#### [TRY IT]
The data is to be retyped in full, exactly.

(Natural language region descriptions)
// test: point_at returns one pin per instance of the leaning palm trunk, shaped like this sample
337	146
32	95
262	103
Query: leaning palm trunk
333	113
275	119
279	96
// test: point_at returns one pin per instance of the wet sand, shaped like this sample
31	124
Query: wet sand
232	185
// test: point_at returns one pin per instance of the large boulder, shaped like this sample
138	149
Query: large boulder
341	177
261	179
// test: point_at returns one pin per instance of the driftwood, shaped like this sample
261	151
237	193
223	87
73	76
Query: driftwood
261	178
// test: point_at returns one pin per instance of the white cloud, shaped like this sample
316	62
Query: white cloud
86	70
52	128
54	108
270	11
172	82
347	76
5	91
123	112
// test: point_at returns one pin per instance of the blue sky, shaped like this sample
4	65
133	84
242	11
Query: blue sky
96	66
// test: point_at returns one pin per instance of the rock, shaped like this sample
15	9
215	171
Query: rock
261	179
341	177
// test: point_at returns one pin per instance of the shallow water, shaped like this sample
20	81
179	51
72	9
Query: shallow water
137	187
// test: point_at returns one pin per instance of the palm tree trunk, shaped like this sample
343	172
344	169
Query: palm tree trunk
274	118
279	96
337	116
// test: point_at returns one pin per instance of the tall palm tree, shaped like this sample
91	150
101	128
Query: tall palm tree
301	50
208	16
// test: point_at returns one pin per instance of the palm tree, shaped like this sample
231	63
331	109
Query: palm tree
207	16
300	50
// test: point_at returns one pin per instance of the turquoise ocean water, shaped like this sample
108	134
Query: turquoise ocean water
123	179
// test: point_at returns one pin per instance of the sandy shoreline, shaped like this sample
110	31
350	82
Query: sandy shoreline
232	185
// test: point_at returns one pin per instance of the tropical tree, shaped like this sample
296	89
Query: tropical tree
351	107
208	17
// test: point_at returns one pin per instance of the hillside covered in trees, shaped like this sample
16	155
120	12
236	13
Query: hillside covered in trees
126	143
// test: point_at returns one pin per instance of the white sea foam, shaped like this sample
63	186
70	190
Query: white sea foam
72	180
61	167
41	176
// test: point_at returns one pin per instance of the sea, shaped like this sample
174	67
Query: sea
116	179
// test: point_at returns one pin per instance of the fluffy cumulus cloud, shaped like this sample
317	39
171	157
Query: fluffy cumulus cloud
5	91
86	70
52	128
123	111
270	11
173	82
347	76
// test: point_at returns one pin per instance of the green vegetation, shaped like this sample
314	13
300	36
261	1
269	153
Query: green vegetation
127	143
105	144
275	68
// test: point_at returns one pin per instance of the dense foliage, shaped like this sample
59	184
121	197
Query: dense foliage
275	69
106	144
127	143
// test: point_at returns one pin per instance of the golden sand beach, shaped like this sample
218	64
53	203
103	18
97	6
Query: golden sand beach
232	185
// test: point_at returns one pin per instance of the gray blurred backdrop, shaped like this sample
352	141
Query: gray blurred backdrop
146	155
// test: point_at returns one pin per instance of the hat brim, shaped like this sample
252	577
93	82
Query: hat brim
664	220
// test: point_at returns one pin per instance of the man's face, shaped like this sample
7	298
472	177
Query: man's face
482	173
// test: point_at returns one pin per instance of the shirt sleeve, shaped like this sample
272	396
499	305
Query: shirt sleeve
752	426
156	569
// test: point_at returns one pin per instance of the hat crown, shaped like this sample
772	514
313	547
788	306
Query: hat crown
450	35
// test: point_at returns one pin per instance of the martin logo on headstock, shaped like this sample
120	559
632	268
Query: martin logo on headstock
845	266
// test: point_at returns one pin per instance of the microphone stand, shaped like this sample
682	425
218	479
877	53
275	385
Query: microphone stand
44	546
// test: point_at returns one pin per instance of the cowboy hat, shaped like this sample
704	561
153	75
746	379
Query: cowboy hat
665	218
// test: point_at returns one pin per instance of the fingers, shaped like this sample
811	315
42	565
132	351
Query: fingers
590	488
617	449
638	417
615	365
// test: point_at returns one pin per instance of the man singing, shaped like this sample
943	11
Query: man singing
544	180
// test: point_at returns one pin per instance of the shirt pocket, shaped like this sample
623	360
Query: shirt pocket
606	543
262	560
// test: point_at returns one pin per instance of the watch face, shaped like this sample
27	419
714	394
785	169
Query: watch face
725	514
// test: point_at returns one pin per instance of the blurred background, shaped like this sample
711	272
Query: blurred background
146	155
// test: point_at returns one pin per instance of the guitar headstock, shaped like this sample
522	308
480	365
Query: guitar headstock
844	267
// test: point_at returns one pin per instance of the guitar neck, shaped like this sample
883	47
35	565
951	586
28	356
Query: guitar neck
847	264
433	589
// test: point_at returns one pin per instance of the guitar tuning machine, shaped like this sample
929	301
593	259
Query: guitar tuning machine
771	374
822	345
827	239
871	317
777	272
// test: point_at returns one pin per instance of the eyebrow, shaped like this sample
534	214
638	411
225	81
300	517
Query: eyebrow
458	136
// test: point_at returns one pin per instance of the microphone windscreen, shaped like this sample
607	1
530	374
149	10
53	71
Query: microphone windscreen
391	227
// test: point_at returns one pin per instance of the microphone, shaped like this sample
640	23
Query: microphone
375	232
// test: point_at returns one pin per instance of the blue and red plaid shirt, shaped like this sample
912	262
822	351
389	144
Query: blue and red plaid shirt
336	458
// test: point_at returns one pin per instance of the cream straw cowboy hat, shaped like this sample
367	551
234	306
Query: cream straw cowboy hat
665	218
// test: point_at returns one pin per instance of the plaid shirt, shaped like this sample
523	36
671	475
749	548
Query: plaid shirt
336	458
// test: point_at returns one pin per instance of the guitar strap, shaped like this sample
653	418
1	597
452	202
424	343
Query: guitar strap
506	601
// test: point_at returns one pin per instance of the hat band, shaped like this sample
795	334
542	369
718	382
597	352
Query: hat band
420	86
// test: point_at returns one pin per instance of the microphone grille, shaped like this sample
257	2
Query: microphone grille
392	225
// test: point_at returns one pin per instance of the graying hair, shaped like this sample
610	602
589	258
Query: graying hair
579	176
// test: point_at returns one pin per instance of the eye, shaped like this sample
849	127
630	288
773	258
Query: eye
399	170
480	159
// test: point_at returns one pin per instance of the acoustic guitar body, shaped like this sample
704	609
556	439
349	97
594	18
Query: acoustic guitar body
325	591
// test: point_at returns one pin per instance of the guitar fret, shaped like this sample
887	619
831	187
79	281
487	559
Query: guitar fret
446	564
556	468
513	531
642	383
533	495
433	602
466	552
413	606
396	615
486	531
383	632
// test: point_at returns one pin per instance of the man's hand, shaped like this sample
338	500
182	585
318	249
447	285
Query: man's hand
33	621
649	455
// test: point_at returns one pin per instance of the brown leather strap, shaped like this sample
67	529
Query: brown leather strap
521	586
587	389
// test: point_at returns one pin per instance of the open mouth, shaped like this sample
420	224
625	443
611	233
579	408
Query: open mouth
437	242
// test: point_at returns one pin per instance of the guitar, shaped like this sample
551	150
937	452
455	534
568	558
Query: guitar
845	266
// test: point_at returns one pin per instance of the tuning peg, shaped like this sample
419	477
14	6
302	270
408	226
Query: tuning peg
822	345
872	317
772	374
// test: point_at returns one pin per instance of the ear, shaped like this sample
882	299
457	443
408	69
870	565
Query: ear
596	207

#### [RESPONSE BOX]
// test: point_at returns one pin per instance of the leaning palm trunk, shaped like this sample
337	146
32	95
262	103
Query: leaning palm trunk
333	113
275	119
279	96
// test: point_at returns one pin per instance of the wet sand, shaped like this sample
31	124
Query: wet sand
232	185
// test: point_at returns one pin per instance of the large boulder, shaped like this sample
138	149
Query: large boulder
341	177
261	179
// test: point_at returns one pin per instance of the driftwood, shaped like this sample
261	151
237	193
223	87
73	76
Query: driftwood
261	178
// test: point_at returns one pin per instance of the white cloud, shaped like this sample
316	62
Query: white cloud
86	70
52	128
54	108
270	11
172	82
347	76
5	91
123	112
// test: point_at returns one pin per instance of the blue sky, shaped like this sample
4	65
133	84
242	11
Query: blue sky
96	66
// test: point_at returns one pin per instance of the rock, shaped like this sample
15	9
215	171
Query: rock
261	179
341	177
// test: point_at returns one pin per instance of the shallow water, shaped like this sample
20	81
179	51
72	9
Query: shallow water
137	187
// test: point_at returns one pin per instance of the palm tree trunk, shaped like this sample
343	172
344	169
Query: palm tree trunk
274	118
279	96
337	116
// test: point_at returns one pin per instance of the tall palm tree, shaped like this sample
91	150
101	128
Query: tall palm tree
301	50
208	16
// test: point_at returns one pin per instance of the palm tree, shaped like this sample
231	63
331	109
Query: palm tree
207	16
300	50
// test: point_at returns one pin per instance of the turquoise ocean water, shaped like this sample
108	134
Query: turquoise ocean water
123	179
// test: point_at returns one pin per instance of the sandy shoreline, shaped like this sample
110	31
350	82
Query: sandy shoreline
232	185
// test: point_at returns one pin per instance of the tropical tree, shaped like this sample
296	89
Query: tropical tree
351	107
208	17
// test: point_at returns one pin per instance of the hillside covered in trees, shaped like this sample
16	155
120	12
236	13
Query: hillside covered in trees
126	143
// test: point_at returns one pin per instance of the white sea foam, shaped like this sample
63	186
70	190
Query: white sea foam
72	180
61	167
41	176
// test: point_at returns one pin per instance of the sea, shaped like this sample
174	67
Query: sea
116	179
// test: point_at returns one pin per instance of the fluffy cumulus cloud, shaped like this sample
317	39
171	157
Query: fluffy cumulus cloud
5	91
86	70
52	128
123	111
270	11
173	82
347	76
// test: point_at returns one pin per instance of the green vegetation, shaped like this sample
314	13
300	36
261	1
269	153
Query: green vegetation
127	143
105	144
275	68
// test: point_at returns one pin per instance of the dense foliage, shaped like this sample
59	184
121	197
Query: dense foliage
275	69
106	144
127	143
// test: point_at returns one pin per instance of the golden sand beach, shaped like this sample
218	64
53	203
103	18
97	6
Query: golden sand beach
232	185
// test: point_at returns one pin per instance of the gray blurred backdrop, shaped like this sample
352	141
Query: gray blurred backdrop
146	155
// test: point_at returns one pin per instance of the hat brim, shaped like this sample
252	577
93	82
Query: hat brim
664	220
// test: point_at returns one pin per instance of the man's face, shaped like this sample
7	298
472	177
Query: man's face
482	173
// test: point_at returns one pin per instance of the shirt sleeve, shaped like this sample
272	396
499	305
Query: shirt sleeve
752	426
156	569
// test: point_at returns one pin per instance of the hat crown, shaped like this sample
772	514
313	547
788	306
Query: hat crown
450	35
// test: point_at returns one pin per instance of the martin logo on headstock, shaped like this sample
120	559
632	268
Query: martin logo on headstock
845	266
// test: point_at returns one pin per instance of the microphone stand, shaped like this sample
682	425
218	479
877	53
275	385
Query: microphone stand
44	546
// test: point_at returns one pin per instance of the cowboy hat, shaped like this sample
704	561
153	75
746	379
Query: cowboy hat
665	218
// test: point_at returns one pin per instance of the fingers, shaped like this sample
811	315
42	565
132	351
Query: fingers
590	488
617	449
638	417
615	365
// test: point_at returns one pin per instance of the man singing, shaped like this sample
943	11
Query: man singing
544	180
// test: point_at returns one pin per instance of the shirt pocket, shaped like this sample
623	360
Query: shirt pocket
606	543
262	560
// test: point_at returns one pin per instance of the watch face, shaped like this sample
27	419
714	394
785	169
Query: watch face
725	514
// test: point_at returns one pin per instance of the blurred background, shaped like this sample
711	272
Query: blurred background
146	155
// test: point_at returns one pin per instance of the guitar headstock, shaped like this sample
522	308
480	365
Query: guitar headstock
844	267
// test: point_at returns one pin per instance of the guitar neck, shaped like this sample
883	47
35	565
951	586
28	356
Query: guitar neck
847	264
433	589
// test: point_at returns one pin per instance of the guitar tuning machine, shaped like this sample
929	301
593	259
Query: guitar tuning machine
771	374
822	345
827	239
871	317
777	272
// test: point_at returns one pin per instance of the eyebrow, shaped like this sample
534	214
638	411
225	81
300	517
Query: eyebrow
458	136
// test: point_at returns one pin per instance of the microphone windscreen, shaped like this sample
607	1
530	374
149	10
53	71
Query: microphone windscreen
391	227
// test: point_at returns one pin per instance of the microphone, shaped like this sample
640	23
Query: microphone
375	232
// test: point_at returns one pin per instance of the blue and red plaid shirt, shaped like this sample
912	262
822	351
389	144
Query: blue and red plaid shirt
336	458
// test: point_at returns one pin per instance of the cream straw cowboy hat, shaped like this sample
367	551
234	306
Query: cream straw cowboy hat
665	218
// test: point_at returns one pin per instance of the plaid shirt, shaped like this sample
523	36
671	475
749	548
Query: plaid shirt
336	458
// test: point_at returns one pin per instance of the guitar strap, shaped like this sample
653	418
1	597
452	202
424	343
Query: guitar strap
506	601
// test: point_at returns one pin per instance of the hat band, shaped like this sample
795	334
542	369
718	382
597	352
Query: hat band
420	86
// test: point_at returns one pin per instance of the microphone grille, shaped like this sample
257	2
Query: microphone grille
392	225
// test: point_at returns one pin per instance of the graying hair, shaped like this sample
610	602
589	258
Query: graying hair
579	176
// test: point_at returns one pin per instance of the eye, shaped like this sample
849	127
630	288
773	258
Query: eye
399	170
480	159
// test: point_at returns one pin per instance of the acoustic guitar body, shaped like this sample
704	609
556	439
349	97
594	18
Query: acoustic guitar body
325	591
// test: point_at returns one pin per instance of the guitar fret, shaped like this sample
887	619
831	187
79	281
487	559
Query: guitar fret
446	564
556	468
513	531
642	383
533	495
433	602
466	552
413	606
396	615
486	531
383	632
// test: point_at returns one pin per instance of the man's hand, shaped like this sample
338	500
182	585
318	249
447	285
Query: man's hand
33	621
649	455
// test: point_at returns one pin per instance of the brown leather strap, shaped like this sample
67	529
Query: brown leather strap
521	586
587	389
// test: point_at returns one pin per instance of the open mouth, shaped like this sample
420	224
625	443
611	233
579	408
Query: open mouth
437	242
// test: point_at returns one pin per instance of the guitar, shaped like this sample
551	150
937	452
455	534
568	558
Query: guitar
845	266
// test: point_at returns one pin per instance of the tuning peg, shaped like this sample
419	477
14	6
302	270
408	226
Query: tuning peg
822	345
872	317
772	374
// test: point_at returns one pin per instance of the ear, shaped like this sample
882	299
457	443
408	69
870	565
Query: ear
596	207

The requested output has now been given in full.